Locate "line as [155,101]." in the listing below, then output the line holding it and every line after it, exactly and with nothing else.

SUPPLIED MATERIAL ::
— BEGIN —

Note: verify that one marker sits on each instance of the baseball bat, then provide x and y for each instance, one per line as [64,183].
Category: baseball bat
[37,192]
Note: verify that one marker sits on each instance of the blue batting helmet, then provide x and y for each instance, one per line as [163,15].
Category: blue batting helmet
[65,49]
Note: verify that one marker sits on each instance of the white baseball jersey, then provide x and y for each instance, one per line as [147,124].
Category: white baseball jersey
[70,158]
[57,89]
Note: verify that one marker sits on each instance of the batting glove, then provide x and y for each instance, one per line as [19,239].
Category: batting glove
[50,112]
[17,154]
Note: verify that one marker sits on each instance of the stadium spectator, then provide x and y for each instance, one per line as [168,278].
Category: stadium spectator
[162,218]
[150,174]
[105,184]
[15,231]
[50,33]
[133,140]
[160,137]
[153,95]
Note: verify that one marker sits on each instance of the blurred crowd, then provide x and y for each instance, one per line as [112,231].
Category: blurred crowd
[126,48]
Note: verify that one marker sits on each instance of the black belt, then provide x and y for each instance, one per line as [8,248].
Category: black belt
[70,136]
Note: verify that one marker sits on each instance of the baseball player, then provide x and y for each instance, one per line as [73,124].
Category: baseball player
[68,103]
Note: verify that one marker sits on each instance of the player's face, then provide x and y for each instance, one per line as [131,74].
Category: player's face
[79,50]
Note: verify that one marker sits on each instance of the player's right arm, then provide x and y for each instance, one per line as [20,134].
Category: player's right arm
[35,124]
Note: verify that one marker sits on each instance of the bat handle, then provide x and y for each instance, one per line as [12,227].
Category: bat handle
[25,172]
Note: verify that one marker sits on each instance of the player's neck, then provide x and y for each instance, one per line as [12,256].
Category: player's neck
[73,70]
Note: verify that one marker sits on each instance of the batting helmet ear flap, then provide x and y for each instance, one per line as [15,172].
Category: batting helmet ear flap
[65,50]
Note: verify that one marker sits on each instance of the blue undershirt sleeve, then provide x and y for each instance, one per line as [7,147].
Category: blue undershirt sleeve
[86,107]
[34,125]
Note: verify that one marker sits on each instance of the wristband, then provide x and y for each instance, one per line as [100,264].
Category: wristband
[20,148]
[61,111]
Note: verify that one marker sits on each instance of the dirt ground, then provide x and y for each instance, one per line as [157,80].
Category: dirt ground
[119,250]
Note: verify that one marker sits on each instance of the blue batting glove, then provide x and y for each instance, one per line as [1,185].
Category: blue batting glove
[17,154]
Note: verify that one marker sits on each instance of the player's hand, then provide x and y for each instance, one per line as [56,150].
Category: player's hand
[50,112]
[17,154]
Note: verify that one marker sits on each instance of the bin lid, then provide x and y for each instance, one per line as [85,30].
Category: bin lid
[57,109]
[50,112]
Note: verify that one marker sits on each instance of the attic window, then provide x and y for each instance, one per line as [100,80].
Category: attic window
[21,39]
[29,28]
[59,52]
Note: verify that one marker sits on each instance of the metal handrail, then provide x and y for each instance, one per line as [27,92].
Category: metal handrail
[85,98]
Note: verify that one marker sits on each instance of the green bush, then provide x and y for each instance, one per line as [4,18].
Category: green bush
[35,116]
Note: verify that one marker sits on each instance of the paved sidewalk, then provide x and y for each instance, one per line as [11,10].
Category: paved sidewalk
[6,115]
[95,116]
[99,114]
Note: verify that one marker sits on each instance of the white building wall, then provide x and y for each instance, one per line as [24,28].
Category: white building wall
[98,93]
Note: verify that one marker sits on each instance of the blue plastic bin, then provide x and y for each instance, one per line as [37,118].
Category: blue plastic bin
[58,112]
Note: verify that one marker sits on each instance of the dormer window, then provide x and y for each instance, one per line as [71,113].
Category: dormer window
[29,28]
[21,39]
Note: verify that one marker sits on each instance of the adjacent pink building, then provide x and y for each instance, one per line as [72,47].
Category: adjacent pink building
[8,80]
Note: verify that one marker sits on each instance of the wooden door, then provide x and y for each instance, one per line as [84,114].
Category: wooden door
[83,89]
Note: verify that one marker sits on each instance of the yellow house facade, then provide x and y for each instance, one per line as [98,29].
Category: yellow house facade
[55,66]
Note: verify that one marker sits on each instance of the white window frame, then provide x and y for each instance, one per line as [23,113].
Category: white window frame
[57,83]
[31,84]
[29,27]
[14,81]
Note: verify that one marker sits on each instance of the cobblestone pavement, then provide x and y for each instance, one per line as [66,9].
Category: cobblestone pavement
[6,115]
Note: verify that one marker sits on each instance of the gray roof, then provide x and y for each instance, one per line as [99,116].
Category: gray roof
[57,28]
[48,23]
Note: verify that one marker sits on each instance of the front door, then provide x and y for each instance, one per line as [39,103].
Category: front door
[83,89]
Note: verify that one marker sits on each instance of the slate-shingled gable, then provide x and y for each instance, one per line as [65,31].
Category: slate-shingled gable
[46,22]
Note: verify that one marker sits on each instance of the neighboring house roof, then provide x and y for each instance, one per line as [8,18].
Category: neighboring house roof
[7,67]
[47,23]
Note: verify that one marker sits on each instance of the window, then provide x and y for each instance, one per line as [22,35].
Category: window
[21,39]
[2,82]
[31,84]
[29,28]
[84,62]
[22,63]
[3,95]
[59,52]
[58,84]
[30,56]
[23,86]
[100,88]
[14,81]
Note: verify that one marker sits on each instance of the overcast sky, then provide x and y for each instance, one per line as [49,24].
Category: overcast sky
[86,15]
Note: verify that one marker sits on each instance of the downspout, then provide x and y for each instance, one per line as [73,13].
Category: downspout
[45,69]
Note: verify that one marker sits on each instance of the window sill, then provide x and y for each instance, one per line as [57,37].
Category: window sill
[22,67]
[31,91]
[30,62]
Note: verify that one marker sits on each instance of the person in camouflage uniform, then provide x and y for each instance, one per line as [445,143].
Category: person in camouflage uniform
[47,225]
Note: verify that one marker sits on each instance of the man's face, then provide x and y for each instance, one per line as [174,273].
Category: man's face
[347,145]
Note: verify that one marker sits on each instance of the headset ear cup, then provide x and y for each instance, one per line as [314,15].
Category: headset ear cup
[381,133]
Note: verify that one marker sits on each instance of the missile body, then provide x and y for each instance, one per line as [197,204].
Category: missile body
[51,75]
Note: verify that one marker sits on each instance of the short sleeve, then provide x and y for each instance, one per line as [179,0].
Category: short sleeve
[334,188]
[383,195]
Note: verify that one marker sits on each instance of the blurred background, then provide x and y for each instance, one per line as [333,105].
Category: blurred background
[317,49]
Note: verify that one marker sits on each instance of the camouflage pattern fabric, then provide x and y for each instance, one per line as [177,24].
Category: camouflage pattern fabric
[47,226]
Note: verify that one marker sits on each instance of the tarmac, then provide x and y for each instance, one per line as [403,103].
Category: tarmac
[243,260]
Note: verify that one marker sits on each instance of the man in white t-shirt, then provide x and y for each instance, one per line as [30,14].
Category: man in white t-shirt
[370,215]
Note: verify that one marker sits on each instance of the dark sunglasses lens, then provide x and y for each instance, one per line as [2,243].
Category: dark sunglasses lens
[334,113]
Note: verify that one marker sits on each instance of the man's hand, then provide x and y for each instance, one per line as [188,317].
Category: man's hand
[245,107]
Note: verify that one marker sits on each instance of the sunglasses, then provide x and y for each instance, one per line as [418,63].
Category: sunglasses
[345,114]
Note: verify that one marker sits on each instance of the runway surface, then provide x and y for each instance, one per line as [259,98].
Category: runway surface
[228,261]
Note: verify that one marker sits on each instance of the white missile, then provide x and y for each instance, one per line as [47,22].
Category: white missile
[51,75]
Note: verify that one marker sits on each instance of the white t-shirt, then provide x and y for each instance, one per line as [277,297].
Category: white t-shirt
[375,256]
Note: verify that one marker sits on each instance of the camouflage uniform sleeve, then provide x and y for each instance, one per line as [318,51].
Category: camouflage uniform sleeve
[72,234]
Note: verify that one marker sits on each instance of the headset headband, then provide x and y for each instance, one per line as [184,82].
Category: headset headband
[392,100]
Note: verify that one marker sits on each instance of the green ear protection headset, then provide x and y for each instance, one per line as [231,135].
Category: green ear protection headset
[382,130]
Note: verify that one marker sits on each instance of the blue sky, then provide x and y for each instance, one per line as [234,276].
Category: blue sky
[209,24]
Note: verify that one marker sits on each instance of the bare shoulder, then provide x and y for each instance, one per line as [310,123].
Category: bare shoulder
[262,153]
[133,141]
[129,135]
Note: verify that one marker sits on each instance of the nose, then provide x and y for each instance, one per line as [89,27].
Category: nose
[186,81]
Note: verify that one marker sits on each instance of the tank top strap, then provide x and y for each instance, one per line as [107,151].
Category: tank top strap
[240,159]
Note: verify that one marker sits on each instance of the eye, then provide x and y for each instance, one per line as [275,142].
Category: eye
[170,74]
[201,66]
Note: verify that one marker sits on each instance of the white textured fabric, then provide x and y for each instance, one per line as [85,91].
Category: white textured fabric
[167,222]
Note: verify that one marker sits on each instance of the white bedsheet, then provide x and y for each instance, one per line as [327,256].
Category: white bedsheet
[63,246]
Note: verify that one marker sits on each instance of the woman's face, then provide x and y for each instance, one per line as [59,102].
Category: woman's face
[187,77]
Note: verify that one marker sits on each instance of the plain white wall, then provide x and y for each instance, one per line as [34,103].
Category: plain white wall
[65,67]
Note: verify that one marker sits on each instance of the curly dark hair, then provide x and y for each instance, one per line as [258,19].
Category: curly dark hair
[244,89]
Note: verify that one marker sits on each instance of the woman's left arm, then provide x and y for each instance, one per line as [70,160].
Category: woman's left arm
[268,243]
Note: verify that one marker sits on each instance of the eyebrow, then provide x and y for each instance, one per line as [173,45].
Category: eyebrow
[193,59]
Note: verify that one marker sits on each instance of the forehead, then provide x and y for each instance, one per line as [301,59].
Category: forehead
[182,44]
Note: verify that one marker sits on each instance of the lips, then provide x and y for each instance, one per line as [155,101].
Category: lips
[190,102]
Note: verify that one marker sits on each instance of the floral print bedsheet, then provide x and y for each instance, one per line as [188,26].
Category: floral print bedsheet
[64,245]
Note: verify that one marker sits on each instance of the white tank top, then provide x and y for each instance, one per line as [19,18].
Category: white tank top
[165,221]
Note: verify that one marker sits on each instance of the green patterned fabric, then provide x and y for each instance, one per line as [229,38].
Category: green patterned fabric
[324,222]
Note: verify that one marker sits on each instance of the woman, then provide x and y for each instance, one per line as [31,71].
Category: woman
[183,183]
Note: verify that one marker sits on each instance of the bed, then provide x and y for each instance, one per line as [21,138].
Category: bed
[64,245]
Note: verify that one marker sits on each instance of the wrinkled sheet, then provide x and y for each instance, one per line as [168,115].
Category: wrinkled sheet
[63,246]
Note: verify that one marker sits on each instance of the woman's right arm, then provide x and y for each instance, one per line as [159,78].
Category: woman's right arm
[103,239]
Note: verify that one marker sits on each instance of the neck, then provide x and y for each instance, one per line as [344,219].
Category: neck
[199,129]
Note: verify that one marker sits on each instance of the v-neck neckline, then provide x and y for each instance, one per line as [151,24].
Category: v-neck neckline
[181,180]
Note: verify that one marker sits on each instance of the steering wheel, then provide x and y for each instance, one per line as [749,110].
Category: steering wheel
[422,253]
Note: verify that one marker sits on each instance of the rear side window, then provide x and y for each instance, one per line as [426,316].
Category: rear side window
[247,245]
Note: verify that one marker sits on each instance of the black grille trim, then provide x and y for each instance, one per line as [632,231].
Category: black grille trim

— END —

TASK SOLUTION ::
Note: verify that one marker sits on each instance of the lips, then provide x and y for each instance, one per line as [155,101].
Category: lips
[190,102]
Note: verify that one marker sits on each instance of the floral print bedsheet, then provide x and y for each instance, one per line as [188,26].
Category: floral print bedsheet
[64,245]
Note: verify that one marker sits on each instance of the white tank top, then provide x and y for each instance, one per line as [19,18].
Category: white tank top
[165,221]
Note: verify that one marker sits on each instance of the green patterned fabric, then provide x and y for each instance, one per line as [229,38].
Category: green patterned fabric
[324,222]
Note: verify that one marker sits on each instance of the woman, then provide x and y for each instance, one per line as [31,71].
Category: woman
[183,183]
Note: verify that one marker sits on each instance of the bed, then provide x and y for each instance, one per line as [21,138].
Category: bed
[64,245]
Note: verify that one marker sits on each instance of the wrinkled sheet, then provide x and y for each instance, one per line as [168,115].
Category: wrinkled sheet
[63,246]
Note: verify that one marker sits on each instance of the woman's right arm, then provide x and y for each instance, one per line as [159,78].
Category: woman's right arm
[103,239]
Note: verify that one marker sits on each instance of the neck, then provide x and y for each instance, one per line as [344,219].
Category: neck
[199,129]
Note: verify that one marker sits on each instance of the v-neck neckline, then provide x and y for each instance, one per line as [151,24].
Category: v-neck neckline
[181,180]
Note: verify that one marker sits on each instance of the steering wheel, then provide x and y for each instance, one per line as [749,110].
Category: steering wheel
[422,253]
Note: verify that one marker sits on each instance of the rear side window, then provide x and y for each instance, one per line as [426,316].
Category: rear side window
[247,245]
Note: verify that one marker sits on each instance of the black grille trim, then provide x and y for each instance, one per line as [632,231].
Category: black grille trim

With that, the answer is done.